YOUR OBJECTIVE →
In the Santa Ynez Reservoir text, revise the passage from "A new project" to "completed in 2012." so that "initiated" becomes "launched".

SELECTED EXCERPT →
- Location: California, United States
- Coordinates: 34°04′22″N 118°34′08″W﻿ / ﻿34.0728°N 118.5689°W
- Type: Reservoir
- Surface area: 9.2 acres (3.7 ha)
- Water volume: Full: 118,000,000 US gal (450,000,000 L; 98,000,000 imp gal)

= Santa Ynez Reservoir =

The Santa Ynez Reservoir is a 117000000 gal reservoir in Pacific Palisades, Los Angeles, California, U.S. The reservoir covers 9.2 acres.

== History ==
A permit for construction of the dam was approved in 1965. The Los Angeles Department of Water and Power (LADWP) stated that a reservoir was needed to provide additional water supply for domestic and firefighting purposes on the south slope of the Santa Monica mountains. In 1966, a bid for constructing the concrete-lined, compacted-earth reservoir was given to Aetron, a subsidiary of Aerojet. The reservoir started being filled in 1970.

A 1989 plan to cover the reservoir and others to prevent contamination met local opposition. Area residents believed the cover would attract vandals and be an eyesore. LADWP believed it was needed to keep out animal feces, trash, and chemicals that cause cancer.

A new project to cover the reservoir was initiated in the early 2000s in compliance with water quality and treatment requirements. That project was completed in 2012.

The reservoir gained notoriety in connection with the 2025 Palisades Fire. It was reported that the reservoir was drained due to concerns of contamination in February 2024 after a tear was found in its cover. According to the LADWP, the delay in repair was due to the lengthy time it takes to find a contractor under the Los Angeles city charter's competitive bidding process. On January 10, 2025, California Governor Gavin Newsom requested the Los Angeles Department of Water and Power and Los Angeles Department of Public Works to cooperate with a state investigation of the matter and conduct their own review.

Annotated photo localization data:
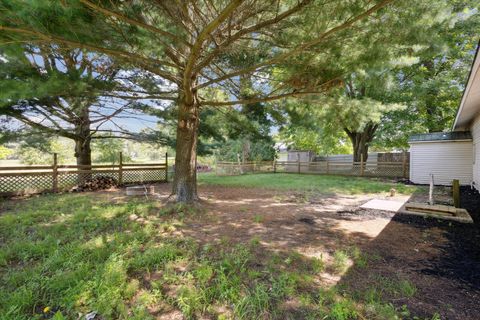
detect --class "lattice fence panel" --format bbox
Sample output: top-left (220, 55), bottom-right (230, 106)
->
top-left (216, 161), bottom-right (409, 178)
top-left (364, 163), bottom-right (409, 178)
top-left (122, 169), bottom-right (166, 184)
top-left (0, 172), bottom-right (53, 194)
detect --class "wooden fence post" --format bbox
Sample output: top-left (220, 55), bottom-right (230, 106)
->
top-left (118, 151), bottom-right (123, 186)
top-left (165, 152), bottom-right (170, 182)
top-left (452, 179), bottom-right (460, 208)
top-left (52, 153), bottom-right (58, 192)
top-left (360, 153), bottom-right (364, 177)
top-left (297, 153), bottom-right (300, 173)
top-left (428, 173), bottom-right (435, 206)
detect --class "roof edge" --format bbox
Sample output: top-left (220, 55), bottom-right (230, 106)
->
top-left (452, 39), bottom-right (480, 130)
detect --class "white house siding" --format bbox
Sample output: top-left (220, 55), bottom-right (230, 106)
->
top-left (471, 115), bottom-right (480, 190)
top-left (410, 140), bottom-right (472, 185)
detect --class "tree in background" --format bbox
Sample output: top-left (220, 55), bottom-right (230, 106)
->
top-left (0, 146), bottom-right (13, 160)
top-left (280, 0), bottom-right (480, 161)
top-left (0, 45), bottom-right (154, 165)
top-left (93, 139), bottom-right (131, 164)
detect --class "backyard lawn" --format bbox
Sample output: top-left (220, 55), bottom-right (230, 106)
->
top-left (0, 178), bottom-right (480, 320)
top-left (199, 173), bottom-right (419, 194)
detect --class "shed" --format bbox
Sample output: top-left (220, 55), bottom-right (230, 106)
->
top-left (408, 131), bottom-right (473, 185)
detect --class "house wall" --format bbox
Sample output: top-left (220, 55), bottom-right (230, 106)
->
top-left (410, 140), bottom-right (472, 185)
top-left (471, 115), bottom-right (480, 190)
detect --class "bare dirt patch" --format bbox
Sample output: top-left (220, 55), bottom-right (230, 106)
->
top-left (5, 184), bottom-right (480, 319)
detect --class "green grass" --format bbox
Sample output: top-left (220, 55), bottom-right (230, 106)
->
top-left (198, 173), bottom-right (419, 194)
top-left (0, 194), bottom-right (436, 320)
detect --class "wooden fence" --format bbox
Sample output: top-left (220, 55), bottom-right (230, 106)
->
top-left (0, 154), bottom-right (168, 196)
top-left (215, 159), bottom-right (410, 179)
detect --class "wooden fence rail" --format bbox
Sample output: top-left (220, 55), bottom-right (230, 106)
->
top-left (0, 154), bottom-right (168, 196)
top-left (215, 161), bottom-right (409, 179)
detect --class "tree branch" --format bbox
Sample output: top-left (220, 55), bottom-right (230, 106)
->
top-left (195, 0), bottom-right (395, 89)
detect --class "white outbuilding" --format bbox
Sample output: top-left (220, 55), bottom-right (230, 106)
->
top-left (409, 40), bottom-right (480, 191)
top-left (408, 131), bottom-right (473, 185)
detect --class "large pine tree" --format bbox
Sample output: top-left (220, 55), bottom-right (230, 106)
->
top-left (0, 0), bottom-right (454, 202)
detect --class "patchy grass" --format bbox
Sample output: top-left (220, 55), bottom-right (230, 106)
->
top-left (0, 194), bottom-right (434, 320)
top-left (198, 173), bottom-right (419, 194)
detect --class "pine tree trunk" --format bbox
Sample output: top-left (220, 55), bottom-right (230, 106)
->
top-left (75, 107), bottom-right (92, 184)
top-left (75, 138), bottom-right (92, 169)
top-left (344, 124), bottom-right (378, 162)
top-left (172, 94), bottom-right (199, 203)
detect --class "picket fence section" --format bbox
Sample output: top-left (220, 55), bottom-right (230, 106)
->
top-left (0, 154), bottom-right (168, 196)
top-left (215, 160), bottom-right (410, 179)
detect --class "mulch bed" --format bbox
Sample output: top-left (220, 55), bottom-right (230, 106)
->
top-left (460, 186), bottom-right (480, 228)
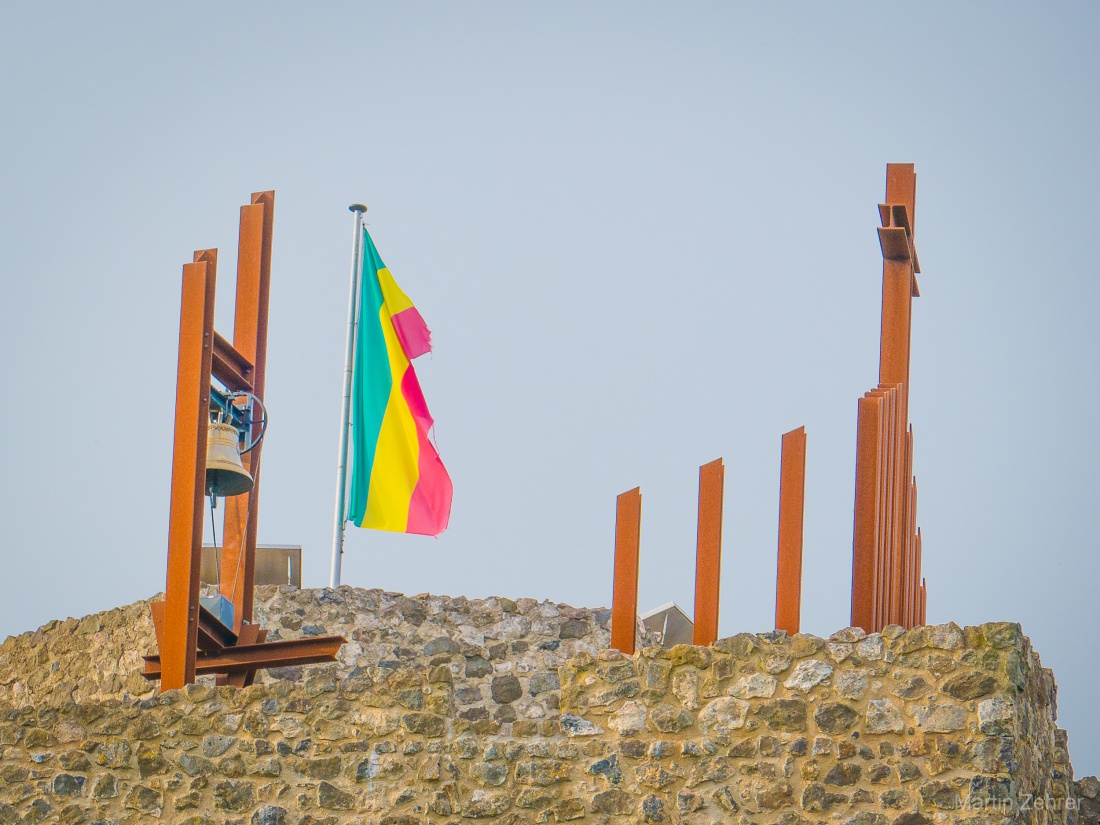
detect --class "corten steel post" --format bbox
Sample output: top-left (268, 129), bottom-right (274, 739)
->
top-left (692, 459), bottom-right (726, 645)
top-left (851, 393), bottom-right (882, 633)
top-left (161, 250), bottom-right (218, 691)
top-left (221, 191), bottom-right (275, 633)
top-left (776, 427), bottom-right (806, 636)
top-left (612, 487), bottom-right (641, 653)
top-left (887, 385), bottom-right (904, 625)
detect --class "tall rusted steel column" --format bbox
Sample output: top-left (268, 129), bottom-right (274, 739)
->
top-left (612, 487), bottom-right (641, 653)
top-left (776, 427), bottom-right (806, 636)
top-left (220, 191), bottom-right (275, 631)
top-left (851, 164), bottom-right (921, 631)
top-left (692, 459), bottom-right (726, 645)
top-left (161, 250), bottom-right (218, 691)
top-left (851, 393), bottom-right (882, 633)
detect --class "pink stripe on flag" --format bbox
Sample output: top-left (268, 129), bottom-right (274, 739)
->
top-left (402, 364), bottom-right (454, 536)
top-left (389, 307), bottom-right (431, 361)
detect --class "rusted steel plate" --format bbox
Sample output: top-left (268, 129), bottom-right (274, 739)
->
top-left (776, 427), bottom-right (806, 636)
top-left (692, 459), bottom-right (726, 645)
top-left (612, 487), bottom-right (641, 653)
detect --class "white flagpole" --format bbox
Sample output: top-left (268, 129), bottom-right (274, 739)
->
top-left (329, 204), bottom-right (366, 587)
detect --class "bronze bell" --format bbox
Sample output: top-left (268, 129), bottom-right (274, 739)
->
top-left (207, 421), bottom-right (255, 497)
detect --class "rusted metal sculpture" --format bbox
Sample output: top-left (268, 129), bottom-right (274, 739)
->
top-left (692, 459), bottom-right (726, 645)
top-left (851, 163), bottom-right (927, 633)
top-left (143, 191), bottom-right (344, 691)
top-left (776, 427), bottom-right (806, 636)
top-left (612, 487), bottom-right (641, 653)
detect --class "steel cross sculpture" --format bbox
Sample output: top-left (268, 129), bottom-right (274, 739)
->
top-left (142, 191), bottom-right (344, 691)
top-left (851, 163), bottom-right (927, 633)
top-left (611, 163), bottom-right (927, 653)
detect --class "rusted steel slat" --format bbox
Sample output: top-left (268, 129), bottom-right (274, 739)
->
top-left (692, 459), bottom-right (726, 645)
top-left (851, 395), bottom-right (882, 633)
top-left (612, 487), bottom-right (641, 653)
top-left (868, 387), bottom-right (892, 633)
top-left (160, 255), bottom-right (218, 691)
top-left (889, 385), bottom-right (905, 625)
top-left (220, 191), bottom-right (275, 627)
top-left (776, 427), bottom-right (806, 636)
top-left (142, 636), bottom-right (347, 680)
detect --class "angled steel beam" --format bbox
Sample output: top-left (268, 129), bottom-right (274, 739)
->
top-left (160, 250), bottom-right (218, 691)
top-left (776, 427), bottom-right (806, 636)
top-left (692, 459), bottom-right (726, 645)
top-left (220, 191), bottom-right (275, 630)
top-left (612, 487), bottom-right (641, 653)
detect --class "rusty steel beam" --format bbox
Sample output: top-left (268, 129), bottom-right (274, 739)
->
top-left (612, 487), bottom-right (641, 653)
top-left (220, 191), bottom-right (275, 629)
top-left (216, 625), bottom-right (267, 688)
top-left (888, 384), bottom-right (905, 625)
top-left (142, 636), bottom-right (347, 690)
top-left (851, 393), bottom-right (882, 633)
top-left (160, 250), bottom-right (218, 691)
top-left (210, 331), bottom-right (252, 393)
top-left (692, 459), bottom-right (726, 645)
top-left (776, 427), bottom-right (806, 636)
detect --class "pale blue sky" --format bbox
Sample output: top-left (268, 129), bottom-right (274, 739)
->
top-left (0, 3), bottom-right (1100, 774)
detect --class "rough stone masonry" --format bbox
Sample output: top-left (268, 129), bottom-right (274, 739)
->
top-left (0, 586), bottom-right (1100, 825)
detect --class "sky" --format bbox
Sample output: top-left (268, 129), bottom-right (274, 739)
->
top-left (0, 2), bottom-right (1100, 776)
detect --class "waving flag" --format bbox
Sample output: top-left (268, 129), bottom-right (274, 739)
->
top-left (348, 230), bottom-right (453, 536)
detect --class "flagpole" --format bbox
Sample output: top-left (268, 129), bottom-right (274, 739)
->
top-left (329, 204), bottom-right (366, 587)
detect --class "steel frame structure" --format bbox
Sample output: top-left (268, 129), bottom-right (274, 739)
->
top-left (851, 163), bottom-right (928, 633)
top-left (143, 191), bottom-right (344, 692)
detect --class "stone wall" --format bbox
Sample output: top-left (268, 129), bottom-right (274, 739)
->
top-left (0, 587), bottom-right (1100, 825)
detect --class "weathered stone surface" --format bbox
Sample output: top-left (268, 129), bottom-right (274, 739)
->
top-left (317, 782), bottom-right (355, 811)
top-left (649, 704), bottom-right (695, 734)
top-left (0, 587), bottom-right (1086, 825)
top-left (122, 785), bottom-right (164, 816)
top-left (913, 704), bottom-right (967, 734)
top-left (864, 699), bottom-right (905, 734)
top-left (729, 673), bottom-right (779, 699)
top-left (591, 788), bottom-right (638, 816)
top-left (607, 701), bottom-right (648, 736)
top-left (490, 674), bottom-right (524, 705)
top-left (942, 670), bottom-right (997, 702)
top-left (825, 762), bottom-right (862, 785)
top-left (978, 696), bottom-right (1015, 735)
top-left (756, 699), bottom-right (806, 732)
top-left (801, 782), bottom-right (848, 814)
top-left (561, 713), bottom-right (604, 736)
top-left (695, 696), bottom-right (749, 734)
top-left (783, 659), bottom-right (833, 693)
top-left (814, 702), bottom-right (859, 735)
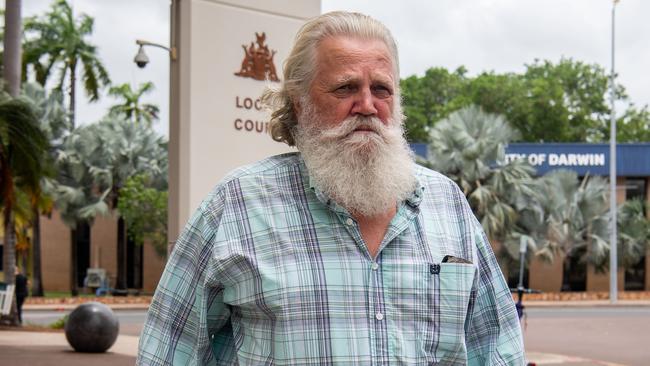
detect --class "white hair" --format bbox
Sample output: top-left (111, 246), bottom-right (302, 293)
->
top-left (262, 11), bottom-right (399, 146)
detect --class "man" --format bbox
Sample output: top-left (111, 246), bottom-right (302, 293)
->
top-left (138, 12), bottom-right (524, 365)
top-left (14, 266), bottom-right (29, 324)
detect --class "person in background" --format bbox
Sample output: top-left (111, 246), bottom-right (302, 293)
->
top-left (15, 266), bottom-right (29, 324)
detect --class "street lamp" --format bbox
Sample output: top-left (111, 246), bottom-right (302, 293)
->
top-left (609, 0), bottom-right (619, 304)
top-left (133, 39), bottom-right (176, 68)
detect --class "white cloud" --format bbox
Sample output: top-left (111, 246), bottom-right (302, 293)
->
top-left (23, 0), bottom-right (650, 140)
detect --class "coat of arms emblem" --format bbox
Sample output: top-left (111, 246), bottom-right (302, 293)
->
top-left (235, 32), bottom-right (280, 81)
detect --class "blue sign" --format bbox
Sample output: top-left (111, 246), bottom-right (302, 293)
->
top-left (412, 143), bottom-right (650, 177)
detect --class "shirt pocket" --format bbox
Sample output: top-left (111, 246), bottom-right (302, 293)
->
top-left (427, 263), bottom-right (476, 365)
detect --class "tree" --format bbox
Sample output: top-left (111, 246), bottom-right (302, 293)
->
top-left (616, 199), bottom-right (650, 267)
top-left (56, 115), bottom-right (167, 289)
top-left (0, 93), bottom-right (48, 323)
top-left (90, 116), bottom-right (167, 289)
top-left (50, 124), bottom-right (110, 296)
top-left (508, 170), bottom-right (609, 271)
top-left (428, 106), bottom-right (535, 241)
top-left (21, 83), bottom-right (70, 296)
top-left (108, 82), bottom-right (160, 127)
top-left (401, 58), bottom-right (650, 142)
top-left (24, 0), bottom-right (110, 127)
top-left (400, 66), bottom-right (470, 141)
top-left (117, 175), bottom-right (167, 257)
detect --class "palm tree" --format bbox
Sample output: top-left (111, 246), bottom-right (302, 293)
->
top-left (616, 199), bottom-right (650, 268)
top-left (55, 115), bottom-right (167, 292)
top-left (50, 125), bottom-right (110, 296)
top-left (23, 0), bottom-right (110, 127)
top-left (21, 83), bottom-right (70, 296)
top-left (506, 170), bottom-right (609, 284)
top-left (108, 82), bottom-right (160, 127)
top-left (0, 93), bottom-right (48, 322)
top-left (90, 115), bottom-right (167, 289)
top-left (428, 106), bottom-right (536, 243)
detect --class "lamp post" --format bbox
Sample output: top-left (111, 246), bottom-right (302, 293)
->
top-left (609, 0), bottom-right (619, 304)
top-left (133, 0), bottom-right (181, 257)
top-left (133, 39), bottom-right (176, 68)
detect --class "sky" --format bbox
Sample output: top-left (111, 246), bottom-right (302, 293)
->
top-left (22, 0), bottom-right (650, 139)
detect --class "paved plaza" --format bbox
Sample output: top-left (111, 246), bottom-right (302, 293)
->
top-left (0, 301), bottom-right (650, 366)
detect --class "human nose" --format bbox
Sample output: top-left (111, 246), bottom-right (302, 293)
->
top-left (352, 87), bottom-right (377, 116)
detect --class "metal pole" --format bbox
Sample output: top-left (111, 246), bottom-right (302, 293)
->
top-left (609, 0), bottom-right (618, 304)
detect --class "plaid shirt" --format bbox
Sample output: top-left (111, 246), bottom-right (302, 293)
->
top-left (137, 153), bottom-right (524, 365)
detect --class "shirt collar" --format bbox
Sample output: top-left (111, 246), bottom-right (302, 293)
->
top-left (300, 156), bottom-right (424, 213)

TASK SOLUTION →
A new project to cover the reservoir was launched in the early 2000s in compliance with water quality and treatment requirements. That project was completed in 2012.